-------- EXTRAIT DU TEXTE --------

M. Jean-Léonce Dupont. Le problème qui se pose n’est pas tant celui de la clarification des compétences – tous les éléments sont connus – que celui de la volonté du pouvoir central d’avoir des collectivités décentralisées autonomes. Je me tiens à votre disposition si vous souhaitez qu’un jour nous abordions ce sujet de façon plus approfondie.

S’agissant des mécanismes de péréquation, vous avez raison, mais c’est très compliqué. C’est un sujet que nous abordons au Comité des finances locales, dont je suis rapporteur : remettre à plat tous ces mécanismes est une très lourde tâche. Ils se contredisent parfois : un département bénéficiaire de tel système peut être appelé à contribuer à un autre. Il va falloir attendre encore quelques années avant que les capacités de l’intelligence artificielle atteignent un niveau suffisant pour trouver la solution. Cela ne veut pas dire que je désespère que notre technocratie y parvienne, mais j’émets quelques réserves.

S’agissant des DMTO, soyons clairs : jamais ils n’ont été prévus pour financer les dépenses sociales. Ils sont destinés à financer des dépenses, qui peuvent suivre des cycles évolutifs, telles que les collèges, les routes et la solidarité territoriale. Chaque collectivité doit avoir la sagesse d’intégrer le caractère fluctuant de cette ressource. On peut se fonder sur les tendances observées, qui sont marquées par des années d’excédents et des années de sous-financement. Si une collectivité assure, de manière prévisionnelle, la gestion de ces fluctuations, elle peut, très honnêtement, avoir de quoi financer les compétences auxquelles je faisais référence. Il existe peut-être quelques exceptions, mais globalement tout département doit y arriver sans aucun problème. Quand on a un peu moins de ressources, on fait, comme tout un chacun, un peu moins de dépenses ou on les étale un peu plus dans le temps.

Le problème, c’est le financement du champ de la solidarité. Je le redis, sans la mise en place, dans les deux ans qui viennent, d’un système reposant sur la CSG, qui est la seule possibilité, nous n’y arriverons pas. J’insiste sur le fait que supprimer les départements n’enlèverait rien au problème du financement des compétences qui leur reviennent actuellement. Arrêtons de laisser supposer que c’est l’existence de cette strate qui crée les difficultés.

Nous demandons des informations financières en vue de faire des simulations. Cela nous permettrait d’échanger avec les services de l’État, en toute franchise et dans le cadre d’une coopération reconstruite, afin d’élaborer des solutions en connaissance de cause, de part et d’autre. Nous comptons sur vous. Vous le voyez, finalement, nous ne désespérons pas.

-------- DONNÉES PRÉSENTÉES --------

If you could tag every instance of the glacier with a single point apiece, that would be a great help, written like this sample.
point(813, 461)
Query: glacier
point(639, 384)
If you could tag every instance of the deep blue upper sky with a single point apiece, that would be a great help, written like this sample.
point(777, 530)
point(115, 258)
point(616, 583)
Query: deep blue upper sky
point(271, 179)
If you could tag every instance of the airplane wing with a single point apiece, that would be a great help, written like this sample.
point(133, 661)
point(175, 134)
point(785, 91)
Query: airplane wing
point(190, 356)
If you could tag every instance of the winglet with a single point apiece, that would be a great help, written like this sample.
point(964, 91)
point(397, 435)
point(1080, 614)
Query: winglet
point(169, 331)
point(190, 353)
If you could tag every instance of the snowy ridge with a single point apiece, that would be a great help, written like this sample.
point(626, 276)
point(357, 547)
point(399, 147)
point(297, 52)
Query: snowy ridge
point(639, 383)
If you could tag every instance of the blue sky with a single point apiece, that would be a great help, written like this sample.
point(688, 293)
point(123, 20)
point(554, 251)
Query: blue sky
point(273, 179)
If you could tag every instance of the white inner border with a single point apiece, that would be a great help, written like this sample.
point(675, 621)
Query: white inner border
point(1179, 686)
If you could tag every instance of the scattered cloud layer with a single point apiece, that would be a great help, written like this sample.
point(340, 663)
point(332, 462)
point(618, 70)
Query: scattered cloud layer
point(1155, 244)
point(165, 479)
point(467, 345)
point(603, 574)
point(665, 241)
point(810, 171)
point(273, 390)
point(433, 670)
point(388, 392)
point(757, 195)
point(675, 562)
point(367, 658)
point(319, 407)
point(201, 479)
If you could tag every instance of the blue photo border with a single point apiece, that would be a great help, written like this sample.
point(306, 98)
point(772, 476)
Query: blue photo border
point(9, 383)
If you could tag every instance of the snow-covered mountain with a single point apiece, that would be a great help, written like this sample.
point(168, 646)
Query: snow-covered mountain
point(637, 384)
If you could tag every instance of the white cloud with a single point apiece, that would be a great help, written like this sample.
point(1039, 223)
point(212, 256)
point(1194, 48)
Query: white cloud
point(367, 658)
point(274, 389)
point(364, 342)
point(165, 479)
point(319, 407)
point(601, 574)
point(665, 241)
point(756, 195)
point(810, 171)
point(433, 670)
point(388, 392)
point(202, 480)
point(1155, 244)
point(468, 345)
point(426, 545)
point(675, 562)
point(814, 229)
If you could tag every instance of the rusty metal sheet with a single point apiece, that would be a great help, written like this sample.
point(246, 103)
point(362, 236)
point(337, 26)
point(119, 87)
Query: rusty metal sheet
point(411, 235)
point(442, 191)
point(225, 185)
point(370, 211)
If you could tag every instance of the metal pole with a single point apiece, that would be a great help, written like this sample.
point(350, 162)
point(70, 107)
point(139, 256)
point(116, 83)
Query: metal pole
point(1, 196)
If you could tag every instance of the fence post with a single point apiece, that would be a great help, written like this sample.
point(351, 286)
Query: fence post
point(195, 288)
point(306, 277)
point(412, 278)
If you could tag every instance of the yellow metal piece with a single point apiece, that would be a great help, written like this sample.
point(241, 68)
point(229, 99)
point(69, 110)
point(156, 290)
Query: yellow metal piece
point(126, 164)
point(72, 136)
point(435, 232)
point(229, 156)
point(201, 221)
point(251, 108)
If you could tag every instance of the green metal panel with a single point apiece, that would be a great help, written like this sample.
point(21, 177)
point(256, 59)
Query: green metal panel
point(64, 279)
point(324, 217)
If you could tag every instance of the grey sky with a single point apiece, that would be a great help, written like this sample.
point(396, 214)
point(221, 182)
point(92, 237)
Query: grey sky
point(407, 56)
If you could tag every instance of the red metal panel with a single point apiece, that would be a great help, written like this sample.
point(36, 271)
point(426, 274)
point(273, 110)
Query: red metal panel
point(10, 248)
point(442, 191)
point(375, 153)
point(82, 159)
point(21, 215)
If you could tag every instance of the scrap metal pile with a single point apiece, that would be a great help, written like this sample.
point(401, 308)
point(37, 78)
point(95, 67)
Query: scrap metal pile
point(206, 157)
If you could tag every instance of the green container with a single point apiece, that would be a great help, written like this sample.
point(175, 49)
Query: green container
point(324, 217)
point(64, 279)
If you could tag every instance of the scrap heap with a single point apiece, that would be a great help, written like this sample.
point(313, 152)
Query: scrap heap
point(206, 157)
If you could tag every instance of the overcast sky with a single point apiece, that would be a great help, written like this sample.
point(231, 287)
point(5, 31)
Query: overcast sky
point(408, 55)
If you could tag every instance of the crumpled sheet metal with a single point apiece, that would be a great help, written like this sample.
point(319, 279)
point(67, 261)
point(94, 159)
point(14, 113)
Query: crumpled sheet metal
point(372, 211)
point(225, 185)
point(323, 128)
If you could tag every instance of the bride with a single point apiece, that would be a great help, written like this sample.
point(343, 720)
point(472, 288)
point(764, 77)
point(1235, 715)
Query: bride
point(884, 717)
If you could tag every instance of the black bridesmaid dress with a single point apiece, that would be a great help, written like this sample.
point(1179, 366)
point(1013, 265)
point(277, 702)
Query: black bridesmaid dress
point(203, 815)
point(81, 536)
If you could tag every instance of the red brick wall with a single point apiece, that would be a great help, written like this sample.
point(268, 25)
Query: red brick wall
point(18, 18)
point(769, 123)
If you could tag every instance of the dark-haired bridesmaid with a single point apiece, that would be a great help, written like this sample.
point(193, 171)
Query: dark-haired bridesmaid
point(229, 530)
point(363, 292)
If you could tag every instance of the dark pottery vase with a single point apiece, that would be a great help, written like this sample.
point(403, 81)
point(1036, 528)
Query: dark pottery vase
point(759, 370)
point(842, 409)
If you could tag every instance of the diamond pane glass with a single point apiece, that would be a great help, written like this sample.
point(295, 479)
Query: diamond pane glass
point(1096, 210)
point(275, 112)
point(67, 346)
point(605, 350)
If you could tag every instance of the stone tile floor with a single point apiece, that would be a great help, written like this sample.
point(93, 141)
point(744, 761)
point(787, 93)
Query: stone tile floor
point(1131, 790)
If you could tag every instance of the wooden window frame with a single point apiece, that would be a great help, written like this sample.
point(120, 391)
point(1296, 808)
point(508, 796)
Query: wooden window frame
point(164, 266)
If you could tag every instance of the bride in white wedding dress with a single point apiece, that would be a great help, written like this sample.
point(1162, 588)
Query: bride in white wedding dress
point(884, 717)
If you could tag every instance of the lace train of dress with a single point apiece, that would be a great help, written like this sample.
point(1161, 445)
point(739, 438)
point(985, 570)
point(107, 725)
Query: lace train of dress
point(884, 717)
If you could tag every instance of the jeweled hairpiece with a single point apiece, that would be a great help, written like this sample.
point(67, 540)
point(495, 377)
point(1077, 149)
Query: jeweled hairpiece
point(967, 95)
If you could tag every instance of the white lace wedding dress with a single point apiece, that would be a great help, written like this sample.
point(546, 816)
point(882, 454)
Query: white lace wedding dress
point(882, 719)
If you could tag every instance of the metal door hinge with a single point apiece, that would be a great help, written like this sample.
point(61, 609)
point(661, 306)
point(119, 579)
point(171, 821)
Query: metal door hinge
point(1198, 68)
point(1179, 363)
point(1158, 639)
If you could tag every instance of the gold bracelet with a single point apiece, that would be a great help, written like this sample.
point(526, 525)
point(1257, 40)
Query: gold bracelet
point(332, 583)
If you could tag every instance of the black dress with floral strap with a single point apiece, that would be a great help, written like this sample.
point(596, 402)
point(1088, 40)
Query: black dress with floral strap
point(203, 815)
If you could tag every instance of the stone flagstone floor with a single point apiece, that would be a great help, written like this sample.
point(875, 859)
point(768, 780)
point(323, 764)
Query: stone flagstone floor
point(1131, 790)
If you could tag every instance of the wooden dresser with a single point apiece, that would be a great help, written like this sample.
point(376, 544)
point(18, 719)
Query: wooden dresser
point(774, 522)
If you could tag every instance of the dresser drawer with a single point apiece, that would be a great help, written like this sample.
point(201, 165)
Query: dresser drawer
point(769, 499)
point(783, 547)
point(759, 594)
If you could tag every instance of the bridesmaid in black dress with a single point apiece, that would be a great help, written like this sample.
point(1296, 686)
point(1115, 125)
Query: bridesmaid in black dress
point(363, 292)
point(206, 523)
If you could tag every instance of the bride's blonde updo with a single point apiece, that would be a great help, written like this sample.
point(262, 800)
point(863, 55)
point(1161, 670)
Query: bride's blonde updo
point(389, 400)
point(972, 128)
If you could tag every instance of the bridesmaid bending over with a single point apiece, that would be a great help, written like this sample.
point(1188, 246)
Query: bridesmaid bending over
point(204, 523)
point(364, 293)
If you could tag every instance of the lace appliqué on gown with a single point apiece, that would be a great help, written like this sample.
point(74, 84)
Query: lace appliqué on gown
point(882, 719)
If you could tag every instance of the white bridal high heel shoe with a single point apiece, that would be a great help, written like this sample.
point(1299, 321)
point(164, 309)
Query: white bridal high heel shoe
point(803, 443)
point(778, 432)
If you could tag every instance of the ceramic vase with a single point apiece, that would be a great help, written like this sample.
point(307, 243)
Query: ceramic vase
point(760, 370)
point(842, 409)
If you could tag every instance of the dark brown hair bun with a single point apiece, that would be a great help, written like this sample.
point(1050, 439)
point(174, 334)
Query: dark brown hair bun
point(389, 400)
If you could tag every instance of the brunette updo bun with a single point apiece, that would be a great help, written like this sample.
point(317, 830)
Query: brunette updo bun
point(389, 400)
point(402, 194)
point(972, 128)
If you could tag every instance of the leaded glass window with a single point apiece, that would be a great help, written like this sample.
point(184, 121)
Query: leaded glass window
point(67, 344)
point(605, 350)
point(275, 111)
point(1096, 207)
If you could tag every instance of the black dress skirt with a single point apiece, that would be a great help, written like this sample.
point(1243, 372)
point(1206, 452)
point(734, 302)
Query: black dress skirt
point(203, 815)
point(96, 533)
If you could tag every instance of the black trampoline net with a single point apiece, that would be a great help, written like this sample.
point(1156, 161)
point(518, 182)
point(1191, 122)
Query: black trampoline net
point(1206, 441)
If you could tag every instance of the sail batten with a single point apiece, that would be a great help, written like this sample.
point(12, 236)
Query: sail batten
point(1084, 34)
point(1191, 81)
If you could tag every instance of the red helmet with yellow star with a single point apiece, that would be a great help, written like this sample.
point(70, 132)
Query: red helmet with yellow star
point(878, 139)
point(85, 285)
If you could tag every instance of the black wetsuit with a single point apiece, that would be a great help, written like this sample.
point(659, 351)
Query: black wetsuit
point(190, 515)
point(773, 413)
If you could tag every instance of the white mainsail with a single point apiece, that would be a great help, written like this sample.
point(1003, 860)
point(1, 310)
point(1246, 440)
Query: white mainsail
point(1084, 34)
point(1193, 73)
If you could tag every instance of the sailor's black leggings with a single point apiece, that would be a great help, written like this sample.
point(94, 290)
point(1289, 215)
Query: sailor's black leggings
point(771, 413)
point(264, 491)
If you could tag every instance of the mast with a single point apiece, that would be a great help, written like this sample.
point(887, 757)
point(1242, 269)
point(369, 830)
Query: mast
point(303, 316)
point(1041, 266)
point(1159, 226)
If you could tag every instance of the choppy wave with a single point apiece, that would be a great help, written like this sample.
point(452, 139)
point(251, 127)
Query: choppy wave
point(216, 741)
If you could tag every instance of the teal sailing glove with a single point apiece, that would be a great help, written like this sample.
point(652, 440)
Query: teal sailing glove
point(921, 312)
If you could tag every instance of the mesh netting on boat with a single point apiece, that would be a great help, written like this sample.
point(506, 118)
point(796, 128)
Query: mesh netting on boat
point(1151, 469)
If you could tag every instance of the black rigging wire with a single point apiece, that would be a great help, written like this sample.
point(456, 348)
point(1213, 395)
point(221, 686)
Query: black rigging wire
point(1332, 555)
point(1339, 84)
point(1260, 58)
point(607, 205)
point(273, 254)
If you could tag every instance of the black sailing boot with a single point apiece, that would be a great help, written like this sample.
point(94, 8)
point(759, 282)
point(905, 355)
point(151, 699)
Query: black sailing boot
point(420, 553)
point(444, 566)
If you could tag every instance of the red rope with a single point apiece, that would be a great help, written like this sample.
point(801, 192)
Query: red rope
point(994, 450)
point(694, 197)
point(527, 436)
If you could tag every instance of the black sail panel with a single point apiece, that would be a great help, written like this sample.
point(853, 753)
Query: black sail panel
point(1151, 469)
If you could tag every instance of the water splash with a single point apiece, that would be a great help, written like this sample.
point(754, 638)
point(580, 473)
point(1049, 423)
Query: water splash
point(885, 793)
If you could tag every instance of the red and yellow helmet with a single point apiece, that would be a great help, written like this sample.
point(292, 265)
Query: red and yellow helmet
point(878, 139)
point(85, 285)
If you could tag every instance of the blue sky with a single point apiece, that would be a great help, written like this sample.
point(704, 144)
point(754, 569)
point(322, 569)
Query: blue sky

--------

ÉNONCÉ ▸ Reprenez l'extrait sur le financement des départements et prolongez-le à partir de sa dernière phrase. Ces lignes forment un matériel à part, sans lien avec le texte.

RÉPONSE ATTENDUE ▸
M. Nicolas Fricoteaux. Les DMTO ne sont pas destinés à financer le social, en effet, mais ils servent de ressources pour l’aménagement du territoire. Or les territoires les moins attractifs ont moins de recettes issues des droits de mutation et donc moins de moyens pour financer l’aménagement du territoire.

M. Jean-Léonce Dupont. Vous avez raison mais, pour être tout à fait exact, il faut aussi prendre en compte les mécanismes de redistribution. Les écarts entre les montants de DMTO par habitant ne sont pas du tout les mêmes après péréquation.

M. Nicolas Fricoteaux. Il faudrait entrer davantage dans les détails.

Je reviens sur la clarification des compétences. La question qui se pose, en réalité, est celle de la capacité à financer ce qui est essentiel. Les Hauts-de-Seine ont participé à hauteur de 90 millions d’euros à l’installation de terrains de hockey sur gazon lors des Jeux olympiques ; tant mieux, mais l’Aisne n’a pas ces 90 millions pour financer la solidarité. Il faut commencer par s’interroger sur ce qu’il est essentiel de financer partout, de manière équitable, et ensuite sur le recours à des financements individualisés pour mener des politiques plus ou moins volontaristes dans les territoires en actionnant le levier fiscal.

M. Charles de Courson, rapporteur général. J’ai cinq questions à vous poser.

Lors de la préparation des projets de loi de finances pour 2023 et pour 2024, avez-vous eu des discussions concernant la fixation d’objectifs de dépenses de fonctionnement et d’investissement ?

M. Jean-Léonce Dupont. Nous n’avions qu’une orientation générale.

M. Charles de Courson, rapporteur général. Quelles sont vos prévisions pour ce qui est de l’augmentation des dépenses de fonctionnement, d’une part, et des dépenses d’investissement, d’autre part, en 2025 ?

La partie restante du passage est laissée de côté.